### Task statement
Reproduce every one of the following entries verbatim, line for line.

### Input material
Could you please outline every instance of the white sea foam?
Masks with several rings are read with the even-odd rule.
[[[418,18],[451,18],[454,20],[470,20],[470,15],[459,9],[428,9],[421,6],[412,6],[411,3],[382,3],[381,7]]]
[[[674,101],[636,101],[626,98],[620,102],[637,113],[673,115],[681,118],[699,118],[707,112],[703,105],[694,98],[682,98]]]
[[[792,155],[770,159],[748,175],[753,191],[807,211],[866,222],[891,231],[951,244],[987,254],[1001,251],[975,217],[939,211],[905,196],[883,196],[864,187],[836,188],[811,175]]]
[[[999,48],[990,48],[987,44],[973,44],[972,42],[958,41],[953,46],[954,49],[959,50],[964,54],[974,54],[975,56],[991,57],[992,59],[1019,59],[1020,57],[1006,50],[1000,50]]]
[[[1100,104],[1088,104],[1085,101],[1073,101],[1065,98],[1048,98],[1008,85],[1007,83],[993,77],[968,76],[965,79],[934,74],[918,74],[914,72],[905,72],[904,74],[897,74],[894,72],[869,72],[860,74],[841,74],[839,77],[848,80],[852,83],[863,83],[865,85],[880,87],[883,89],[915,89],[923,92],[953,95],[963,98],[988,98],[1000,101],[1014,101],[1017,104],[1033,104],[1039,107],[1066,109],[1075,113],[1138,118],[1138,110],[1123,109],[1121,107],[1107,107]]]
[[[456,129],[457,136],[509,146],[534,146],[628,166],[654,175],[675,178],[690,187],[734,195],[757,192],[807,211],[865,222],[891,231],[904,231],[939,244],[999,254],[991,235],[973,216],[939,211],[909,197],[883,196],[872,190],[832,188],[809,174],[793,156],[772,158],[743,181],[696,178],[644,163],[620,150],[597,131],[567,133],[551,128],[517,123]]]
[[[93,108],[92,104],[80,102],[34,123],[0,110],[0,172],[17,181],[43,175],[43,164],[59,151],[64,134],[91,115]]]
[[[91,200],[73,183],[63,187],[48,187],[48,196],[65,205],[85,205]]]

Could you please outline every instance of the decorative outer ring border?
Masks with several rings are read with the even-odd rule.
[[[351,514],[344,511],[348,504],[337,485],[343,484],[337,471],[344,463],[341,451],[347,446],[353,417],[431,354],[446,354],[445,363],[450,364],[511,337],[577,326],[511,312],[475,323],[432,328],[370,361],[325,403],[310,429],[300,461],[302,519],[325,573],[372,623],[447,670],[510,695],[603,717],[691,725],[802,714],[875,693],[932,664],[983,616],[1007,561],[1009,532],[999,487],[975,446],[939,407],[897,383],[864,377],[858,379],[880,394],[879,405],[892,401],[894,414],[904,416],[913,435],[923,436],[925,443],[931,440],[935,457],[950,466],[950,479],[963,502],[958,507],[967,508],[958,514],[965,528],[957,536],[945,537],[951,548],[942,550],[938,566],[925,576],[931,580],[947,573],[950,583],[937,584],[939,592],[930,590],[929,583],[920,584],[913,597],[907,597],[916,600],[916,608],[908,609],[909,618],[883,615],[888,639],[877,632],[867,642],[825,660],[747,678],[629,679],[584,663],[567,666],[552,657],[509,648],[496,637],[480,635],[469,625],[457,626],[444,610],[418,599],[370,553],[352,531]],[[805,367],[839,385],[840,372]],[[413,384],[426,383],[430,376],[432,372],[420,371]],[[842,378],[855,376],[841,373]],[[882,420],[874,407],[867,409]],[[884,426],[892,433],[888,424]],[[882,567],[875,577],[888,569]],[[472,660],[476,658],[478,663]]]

### Result of the exercise
Could you please outline every instance of the white sea foam?
Masks with several rings are read with the even-odd rule.
[[[418,18],[451,18],[454,20],[470,20],[470,15],[459,9],[428,9],[421,6],[412,6],[411,3],[382,3],[381,7]]]
[[[674,101],[636,101],[626,98],[620,102],[637,113],[673,115],[681,118],[699,118],[707,112],[703,105],[694,98],[682,98]]]
[[[792,155],[770,159],[748,175],[753,191],[807,211],[866,222],[891,231],[951,244],[987,254],[1001,251],[975,217],[939,211],[905,196],[883,196],[864,187],[836,188],[811,175]]]
[[[999,48],[990,48],[987,44],[973,44],[972,42],[958,41],[953,46],[954,49],[959,50],[964,54],[974,54],[975,56],[991,57],[992,59],[1019,59],[1020,57],[1006,50],[1000,50]]]
[[[1100,104],[1088,104],[1085,101],[1073,101],[1065,98],[1048,98],[1008,85],[1007,83],[993,77],[968,76],[965,79],[934,74],[918,74],[914,72],[905,72],[904,74],[897,74],[894,72],[869,72],[860,74],[841,74],[839,77],[848,80],[852,83],[863,83],[865,85],[880,87],[883,89],[915,89],[923,92],[953,95],[963,98],[988,98],[1000,101],[1014,101],[1017,104],[1033,104],[1039,107],[1066,109],[1075,113],[1138,118],[1138,110],[1123,109],[1121,107],[1107,107]]]
[[[456,129],[457,136],[509,146],[534,146],[628,166],[654,175],[675,178],[690,187],[734,195],[757,192],[807,211],[865,222],[891,231],[904,231],[939,244],[999,254],[991,235],[973,216],[939,211],[909,197],[883,196],[872,190],[832,188],[809,174],[793,156],[772,158],[743,181],[696,178],[644,163],[620,150],[597,131],[567,133],[551,128],[517,123]]]
[[[93,108],[92,104],[80,102],[34,123],[0,110],[0,172],[17,181],[43,175],[43,164],[59,151],[64,134],[91,115]]]
[[[91,200],[73,183],[63,187],[48,187],[48,196],[65,205],[85,205]]]

Could you please outline every instance of the decorative outer ring border?
Masks with several rings are read with the even-odd rule.
[[[351,514],[344,511],[348,504],[337,485],[343,484],[337,471],[344,463],[341,451],[347,446],[353,417],[431,354],[446,354],[445,363],[450,364],[511,337],[577,326],[511,312],[475,323],[432,328],[370,361],[325,403],[310,429],[300,461],[302,519],[325,573],[372,623],[447,670],[510,695],[603,717],[691,725],[802,714],[875,693],[932,664],[983,616],[1007,561],[1009,532],[999,487],[975,446],[939,407],[897,383],[864,377],[858,379],[880,394],[879,405],[892,401],[894,414],[904,416],[913,435],[923,436],[925,443],[931,440],[935,457],[950,466],[950,479],[963,502],[958,507],[967,508],[958,514],[965,528],[957,536],[945,537],[951,548],[942,550],[938,566],[925,576],[931,580],[947,573],[950,583],[937,584],[939,592],[930,590],[929,583],[920,584],[913,597],[907,597],[916,600],[916,608],[908,609],[909,618],[883,615],[888,639],[877,632],[867,642],[825,660],[747,678],[629,679],[584,663],[567,666],[552,657],[509,648],[496,637],[480,635],[469,625],[457,626],[444,610],[418,599],[370,553],[352,531]],[[805,367],[839,385],[840,372]],[[413,384],[426,383],[430,376],[432,372],[420,371]],[[842,378],[855,376],[841,373]],[[882,420],[874,407],[867,409]],[[884,426],[892,433],[888,424]],[[882,567],[875,577],[888,569]],[[472,660],[476,658],[478,663]]]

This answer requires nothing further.